#### [TASK DESCRIPTION]
Could you write out the passage on Lord Butler's remarks from "The former Cabinet" through "of decision making.", swapping "informal" for "casual"?

#### [TEXT SECTION]
***

Lord Butler renewed his attack on the Government's handling of the run-up to war in Iraq yesterday, as he warned that claims about Saddam's biological and chemical weapons had "come home to roost".
The former Cabinet Secretary, speaking for the first time since he published his report into the use of intelligence in the months before the invasion, also repeated his criticism of Tony Blair's informal style of decision making.
But he defended his decision to back the appointment of the joint Intelligence Committee chairman John Scarlett as head of MI6, saying it would have been unfair and against the national interest to allow him to become a victim of the furore.
His comments came as Mr Blair made his clearest admission yet that mistakes were made in planning for Iraq after the fall of Saddam Hussein.
Lord Butler said: "Although none of us on the committee doubted or doubt today the Prime Minister's and the Government's good faith in concluding that Saddam Hussein had conceal stocks of biological and chemical weapons ... the Government's dossier in September 2002 does not make clear that the intelligence underlying those conclusions was very thin even though the JIC assessments had been quite clear about that.
"How grave a fault that was in the context of the lead up to war is a matter on which people will and should reach their own conclusions. But we regard it as a serious weakness, a weakness which subsequently came home to roost as the conclusion about deployable stocks of chemical and biological weapons have turned out to be wrong."
He said the assertion that Saddam was linked to the spread of international terrorism was "one not really supported by the intelligence"..
Mr Blair admitted: "I have no doubt when you look back over this you can always see things that could have been done better or mistakes that were made.
"But what we have now got is a situation where, once a lot of these groups could see that what we intended to do was to stabilise the country and hand the power to the Iraqis ... they set about trying to stop us."

***

Natural language region descriptions
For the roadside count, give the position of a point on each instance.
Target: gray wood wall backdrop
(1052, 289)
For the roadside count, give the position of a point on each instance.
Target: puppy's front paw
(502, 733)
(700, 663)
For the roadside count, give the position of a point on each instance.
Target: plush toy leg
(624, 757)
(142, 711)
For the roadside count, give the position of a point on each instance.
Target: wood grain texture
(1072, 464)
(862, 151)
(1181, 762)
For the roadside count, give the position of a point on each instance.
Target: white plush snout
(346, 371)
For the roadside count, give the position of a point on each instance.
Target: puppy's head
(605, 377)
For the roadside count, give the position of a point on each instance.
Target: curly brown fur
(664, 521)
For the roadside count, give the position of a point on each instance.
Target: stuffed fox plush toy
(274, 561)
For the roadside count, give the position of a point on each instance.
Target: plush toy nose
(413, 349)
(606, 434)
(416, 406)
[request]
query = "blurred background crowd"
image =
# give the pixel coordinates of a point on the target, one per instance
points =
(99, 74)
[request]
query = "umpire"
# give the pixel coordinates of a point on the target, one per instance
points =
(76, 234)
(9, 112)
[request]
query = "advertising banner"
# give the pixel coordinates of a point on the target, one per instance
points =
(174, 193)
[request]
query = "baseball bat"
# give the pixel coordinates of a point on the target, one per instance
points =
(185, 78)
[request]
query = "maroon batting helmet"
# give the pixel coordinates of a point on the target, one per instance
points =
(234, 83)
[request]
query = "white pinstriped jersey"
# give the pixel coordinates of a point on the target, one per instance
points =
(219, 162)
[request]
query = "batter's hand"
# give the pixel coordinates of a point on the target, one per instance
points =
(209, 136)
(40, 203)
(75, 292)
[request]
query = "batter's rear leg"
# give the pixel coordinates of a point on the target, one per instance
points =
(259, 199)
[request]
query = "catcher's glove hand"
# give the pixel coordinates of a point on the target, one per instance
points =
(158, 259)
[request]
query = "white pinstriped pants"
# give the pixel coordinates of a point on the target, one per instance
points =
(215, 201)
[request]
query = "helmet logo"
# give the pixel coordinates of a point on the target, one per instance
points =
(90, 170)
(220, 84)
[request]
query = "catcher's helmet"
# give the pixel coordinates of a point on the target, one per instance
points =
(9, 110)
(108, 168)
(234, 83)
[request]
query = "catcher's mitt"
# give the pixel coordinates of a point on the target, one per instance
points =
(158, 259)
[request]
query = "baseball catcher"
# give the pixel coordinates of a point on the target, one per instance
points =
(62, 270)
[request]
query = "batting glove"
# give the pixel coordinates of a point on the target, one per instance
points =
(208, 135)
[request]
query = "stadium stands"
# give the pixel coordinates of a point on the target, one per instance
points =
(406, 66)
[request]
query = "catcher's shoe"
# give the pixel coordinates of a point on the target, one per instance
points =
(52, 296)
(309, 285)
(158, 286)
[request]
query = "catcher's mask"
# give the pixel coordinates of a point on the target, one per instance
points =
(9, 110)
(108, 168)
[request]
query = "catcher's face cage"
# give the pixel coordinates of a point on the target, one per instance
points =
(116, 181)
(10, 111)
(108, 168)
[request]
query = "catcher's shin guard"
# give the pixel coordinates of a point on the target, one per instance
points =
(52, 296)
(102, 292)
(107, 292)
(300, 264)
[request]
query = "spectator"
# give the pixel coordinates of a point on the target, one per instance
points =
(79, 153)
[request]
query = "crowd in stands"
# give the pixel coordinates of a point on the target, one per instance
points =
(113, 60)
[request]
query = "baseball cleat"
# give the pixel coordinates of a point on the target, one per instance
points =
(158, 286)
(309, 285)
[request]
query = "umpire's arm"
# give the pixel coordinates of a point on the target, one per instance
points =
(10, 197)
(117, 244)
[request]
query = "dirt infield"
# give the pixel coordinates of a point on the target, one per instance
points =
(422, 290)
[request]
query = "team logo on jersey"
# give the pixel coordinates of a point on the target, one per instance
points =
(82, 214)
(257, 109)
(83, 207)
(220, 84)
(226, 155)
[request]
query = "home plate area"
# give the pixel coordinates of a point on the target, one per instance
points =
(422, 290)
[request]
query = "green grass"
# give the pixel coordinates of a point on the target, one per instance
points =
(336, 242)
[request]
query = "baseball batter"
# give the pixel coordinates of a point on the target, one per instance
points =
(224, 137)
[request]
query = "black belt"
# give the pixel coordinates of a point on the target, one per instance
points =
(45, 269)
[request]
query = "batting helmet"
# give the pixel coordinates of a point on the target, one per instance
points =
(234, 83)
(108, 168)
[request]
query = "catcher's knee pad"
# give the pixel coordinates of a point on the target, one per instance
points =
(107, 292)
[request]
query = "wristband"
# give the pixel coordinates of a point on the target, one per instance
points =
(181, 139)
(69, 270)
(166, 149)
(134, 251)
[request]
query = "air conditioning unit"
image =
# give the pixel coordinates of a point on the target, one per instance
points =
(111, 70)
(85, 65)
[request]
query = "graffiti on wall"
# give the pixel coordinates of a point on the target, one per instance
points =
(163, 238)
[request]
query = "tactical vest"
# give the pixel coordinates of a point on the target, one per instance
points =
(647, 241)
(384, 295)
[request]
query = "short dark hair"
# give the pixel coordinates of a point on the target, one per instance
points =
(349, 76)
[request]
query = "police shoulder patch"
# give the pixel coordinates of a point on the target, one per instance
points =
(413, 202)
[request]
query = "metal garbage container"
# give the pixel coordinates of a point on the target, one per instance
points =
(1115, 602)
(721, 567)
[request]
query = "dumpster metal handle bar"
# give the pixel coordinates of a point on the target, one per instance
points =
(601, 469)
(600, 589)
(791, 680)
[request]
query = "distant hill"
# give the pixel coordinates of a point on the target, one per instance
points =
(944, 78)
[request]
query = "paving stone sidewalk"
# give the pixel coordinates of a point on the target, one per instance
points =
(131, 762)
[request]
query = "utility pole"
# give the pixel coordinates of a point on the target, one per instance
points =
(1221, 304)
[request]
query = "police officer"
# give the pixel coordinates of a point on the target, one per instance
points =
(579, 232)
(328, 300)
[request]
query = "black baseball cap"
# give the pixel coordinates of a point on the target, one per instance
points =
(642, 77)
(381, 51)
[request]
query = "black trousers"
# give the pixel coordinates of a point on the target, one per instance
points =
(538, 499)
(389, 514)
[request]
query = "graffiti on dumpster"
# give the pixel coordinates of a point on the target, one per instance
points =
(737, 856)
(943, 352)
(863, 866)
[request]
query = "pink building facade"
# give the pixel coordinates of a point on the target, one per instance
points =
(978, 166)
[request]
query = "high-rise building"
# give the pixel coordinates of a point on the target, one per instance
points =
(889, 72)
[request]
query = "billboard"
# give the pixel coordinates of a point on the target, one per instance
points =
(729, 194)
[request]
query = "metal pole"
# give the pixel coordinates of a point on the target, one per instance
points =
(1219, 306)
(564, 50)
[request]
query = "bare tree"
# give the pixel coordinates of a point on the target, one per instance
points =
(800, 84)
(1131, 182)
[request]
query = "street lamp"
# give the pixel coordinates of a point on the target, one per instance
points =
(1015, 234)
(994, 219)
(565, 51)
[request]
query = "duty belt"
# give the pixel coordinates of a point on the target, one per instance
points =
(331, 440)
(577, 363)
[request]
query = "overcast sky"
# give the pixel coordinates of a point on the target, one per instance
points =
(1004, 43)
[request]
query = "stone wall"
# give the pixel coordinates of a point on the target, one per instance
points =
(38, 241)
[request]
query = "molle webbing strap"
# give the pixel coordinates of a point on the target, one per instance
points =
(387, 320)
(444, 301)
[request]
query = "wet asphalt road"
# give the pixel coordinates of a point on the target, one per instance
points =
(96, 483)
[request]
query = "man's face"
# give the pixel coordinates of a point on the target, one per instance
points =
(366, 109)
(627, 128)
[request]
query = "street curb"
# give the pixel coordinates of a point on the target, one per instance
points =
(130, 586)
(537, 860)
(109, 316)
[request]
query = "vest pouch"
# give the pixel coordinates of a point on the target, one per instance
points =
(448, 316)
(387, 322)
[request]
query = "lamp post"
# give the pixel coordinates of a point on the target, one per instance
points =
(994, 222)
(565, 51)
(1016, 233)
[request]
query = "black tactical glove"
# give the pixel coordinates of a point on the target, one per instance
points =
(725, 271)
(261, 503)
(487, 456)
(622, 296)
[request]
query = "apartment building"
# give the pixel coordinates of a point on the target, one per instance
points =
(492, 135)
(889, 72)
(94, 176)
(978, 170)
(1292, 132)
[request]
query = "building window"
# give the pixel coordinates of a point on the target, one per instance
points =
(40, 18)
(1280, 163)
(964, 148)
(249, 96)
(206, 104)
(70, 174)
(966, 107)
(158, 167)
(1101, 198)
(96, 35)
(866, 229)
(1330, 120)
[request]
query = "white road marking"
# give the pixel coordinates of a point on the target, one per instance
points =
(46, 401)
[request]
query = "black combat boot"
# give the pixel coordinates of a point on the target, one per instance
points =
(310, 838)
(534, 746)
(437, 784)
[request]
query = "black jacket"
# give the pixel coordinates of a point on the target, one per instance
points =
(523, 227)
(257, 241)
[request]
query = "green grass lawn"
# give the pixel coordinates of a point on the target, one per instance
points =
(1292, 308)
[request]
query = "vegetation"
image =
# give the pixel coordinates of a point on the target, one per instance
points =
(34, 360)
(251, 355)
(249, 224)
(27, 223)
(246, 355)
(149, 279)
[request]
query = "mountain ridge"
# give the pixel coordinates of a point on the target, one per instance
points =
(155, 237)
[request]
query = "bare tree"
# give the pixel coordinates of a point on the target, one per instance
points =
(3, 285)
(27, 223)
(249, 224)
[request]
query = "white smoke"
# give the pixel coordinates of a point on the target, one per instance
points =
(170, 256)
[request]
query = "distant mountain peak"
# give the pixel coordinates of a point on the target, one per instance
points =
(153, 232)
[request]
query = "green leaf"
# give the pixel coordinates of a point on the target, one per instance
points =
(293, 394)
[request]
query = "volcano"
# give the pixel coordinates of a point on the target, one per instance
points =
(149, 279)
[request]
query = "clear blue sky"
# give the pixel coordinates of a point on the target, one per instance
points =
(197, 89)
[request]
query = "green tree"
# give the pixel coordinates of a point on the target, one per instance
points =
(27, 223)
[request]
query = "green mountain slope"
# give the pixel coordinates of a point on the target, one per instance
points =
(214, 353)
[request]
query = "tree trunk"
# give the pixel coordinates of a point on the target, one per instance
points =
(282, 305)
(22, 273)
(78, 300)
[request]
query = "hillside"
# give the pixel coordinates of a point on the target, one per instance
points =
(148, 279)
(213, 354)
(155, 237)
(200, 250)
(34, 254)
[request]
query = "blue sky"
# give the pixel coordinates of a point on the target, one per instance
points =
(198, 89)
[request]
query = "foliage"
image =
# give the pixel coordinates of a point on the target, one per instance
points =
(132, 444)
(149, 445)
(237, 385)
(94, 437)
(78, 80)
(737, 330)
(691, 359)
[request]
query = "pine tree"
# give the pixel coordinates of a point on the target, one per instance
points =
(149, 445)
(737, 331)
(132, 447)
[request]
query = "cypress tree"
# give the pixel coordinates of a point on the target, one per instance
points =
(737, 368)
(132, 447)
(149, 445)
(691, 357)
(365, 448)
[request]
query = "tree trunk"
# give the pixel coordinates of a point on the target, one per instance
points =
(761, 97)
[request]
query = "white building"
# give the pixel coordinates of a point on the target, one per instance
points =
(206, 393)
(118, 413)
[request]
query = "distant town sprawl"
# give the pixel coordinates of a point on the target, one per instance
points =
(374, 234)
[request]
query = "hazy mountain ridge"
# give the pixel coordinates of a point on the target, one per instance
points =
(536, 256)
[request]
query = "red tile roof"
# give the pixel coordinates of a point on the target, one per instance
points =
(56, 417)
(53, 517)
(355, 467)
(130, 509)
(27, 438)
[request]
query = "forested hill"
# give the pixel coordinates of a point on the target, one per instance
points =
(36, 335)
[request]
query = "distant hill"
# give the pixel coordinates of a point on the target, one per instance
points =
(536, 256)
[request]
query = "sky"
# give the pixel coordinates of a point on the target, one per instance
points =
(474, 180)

***

#### [ANSWER SPACE]
The former Cabinet Secretary, speaking for the first time since he published his report into the use of intelligence in the months before the invasion, also repeated his criticism of Tony Blair's casual style of decision making.